• REQUIRED WORK: Render each line of the material below as an item in a numbered list, leaving out any blank lines.

[BEGIN DATA FOR PROCESSING]

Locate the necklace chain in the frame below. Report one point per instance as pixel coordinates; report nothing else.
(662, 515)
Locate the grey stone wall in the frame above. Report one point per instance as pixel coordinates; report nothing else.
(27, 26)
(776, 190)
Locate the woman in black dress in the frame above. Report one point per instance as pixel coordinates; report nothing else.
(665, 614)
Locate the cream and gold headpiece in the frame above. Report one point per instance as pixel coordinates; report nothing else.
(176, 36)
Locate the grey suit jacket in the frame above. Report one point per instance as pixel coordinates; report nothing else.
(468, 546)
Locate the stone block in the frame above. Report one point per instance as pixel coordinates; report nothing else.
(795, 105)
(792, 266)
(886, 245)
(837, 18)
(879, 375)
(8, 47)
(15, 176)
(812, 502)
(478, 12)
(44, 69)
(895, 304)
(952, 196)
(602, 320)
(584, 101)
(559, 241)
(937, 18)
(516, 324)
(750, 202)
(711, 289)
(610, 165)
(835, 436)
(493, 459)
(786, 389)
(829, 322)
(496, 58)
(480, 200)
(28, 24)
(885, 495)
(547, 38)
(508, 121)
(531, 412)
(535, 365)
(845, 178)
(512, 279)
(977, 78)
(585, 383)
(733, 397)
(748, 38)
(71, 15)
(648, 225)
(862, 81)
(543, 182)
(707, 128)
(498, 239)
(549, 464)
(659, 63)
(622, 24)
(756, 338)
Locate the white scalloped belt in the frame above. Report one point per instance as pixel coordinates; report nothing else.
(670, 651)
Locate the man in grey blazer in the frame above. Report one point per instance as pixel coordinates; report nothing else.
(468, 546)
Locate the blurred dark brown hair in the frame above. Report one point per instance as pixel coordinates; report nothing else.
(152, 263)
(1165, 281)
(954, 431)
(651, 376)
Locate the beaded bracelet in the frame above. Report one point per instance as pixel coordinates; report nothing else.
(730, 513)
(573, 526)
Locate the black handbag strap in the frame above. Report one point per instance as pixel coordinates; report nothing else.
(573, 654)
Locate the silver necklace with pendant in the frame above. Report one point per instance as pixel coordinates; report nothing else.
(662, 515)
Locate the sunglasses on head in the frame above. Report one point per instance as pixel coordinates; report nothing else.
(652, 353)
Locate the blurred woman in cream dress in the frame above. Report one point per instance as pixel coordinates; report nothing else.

[END DATA FOR PROCESSING]

• ANSWER:
1. Locate the necklace chain in the frame below. Report one point per instance as pixel coordinates; report nothing else.
2. (662, 515)
3. Locate the grey stone wall in the frame above. Report one point per instance as pixel coordinates; report nothing else.
4. (27, 26)
5. (776, 190)
6. Locate the woman in black dress in the frame above. Report one point per instance as pixel coordinates; report nothing else.
7. (665, 614)
8. Locate the cream and gold headpiece in the frame above. Report one point per instance as pixel coordinates; report nothing else.
9. (176, 36)
10. Locate the grey suit jacket in the frame above. Report one point per instance as pixel coordinates; report nothing else.
11. (468, 546)
12. Locate the stone block in the frame above. Report one point per instance as pixel coordinates; report nothing else.
13. (795, 105)
14. (792, 266)
15. (886, 245)
16. (837, 18)
17. (879, 375)
18. (8, 47)
19. (15, 176)
20. (812, 502)
21. (478, 12)
22. (44, 69)
23. (895, 304)
24. (952, 196)
25. (602, 320)
26. (584, 101)
27. (559, 241)
28. (937, 18)
29. (516, 324)
30. (750, 202)
31. (711, 289)
32. (610, 165)
33. (835, 436)
34. (493, 459)
35. (786, 389)
36. (829, 322)
37. (496, 58)
38. (480, 200)
39. (28, 24)
40. (885, 495)
41. (547, 38)
42. (508, 121)
43. (531, 412)
44. (535, 365)
45. (845, 178)
46. (512, 279)
47. (977, 78)
48. (585, 383)
49. (733, 397)
50. (748, 38)
51. (71, 15)
52. (648, 225)
53. (862, 81)
54. (543, 182)
55. (707, 128)
56. (498, 239)
57. (549, 464)
58. (659, 63)
59. (622, 24)
60. (756, 338)
61. Locate the white scalloped belt in the frame above. Report one point per instance as pixel coordinates; report nothing else.
62. (670, 651)
63. Locate the man in grey blazer in the frame above. Report one point per instance as pixel coordinates; report nothing else.
64. (468, 546)
65. Locate the blurred dark brown hair in the frame above. Report one point per instance as pixel coordinates; report nothing else.
66. (152, 263)
67. (1165, 281)
68. (954, 431)
69. (651, 376)
70. Locate the beaded bracelet in the frame above. Report one point per instance as pixel coordinates; report nothing else.
71. (730, 513)
72. (573, 526)
73. Locate the black handbag strap in the frame above. Report one point per instance as pixel coordinates; report nothing else.
74. (573, 654)
75. Locate the silver necklace with pendant in the frame above. Report one point per instance as pixel coordinates; report nothing else.
76. (662, 515)
77. Locate the sunglasses on head in the frame above. Report one point per instance as pixel coordinates; report nothing else.
78. (652, 353)
79. Locate the blurred woman in cream dress in the frame above. Report one point per instance as pixel coordinates; report nothing else.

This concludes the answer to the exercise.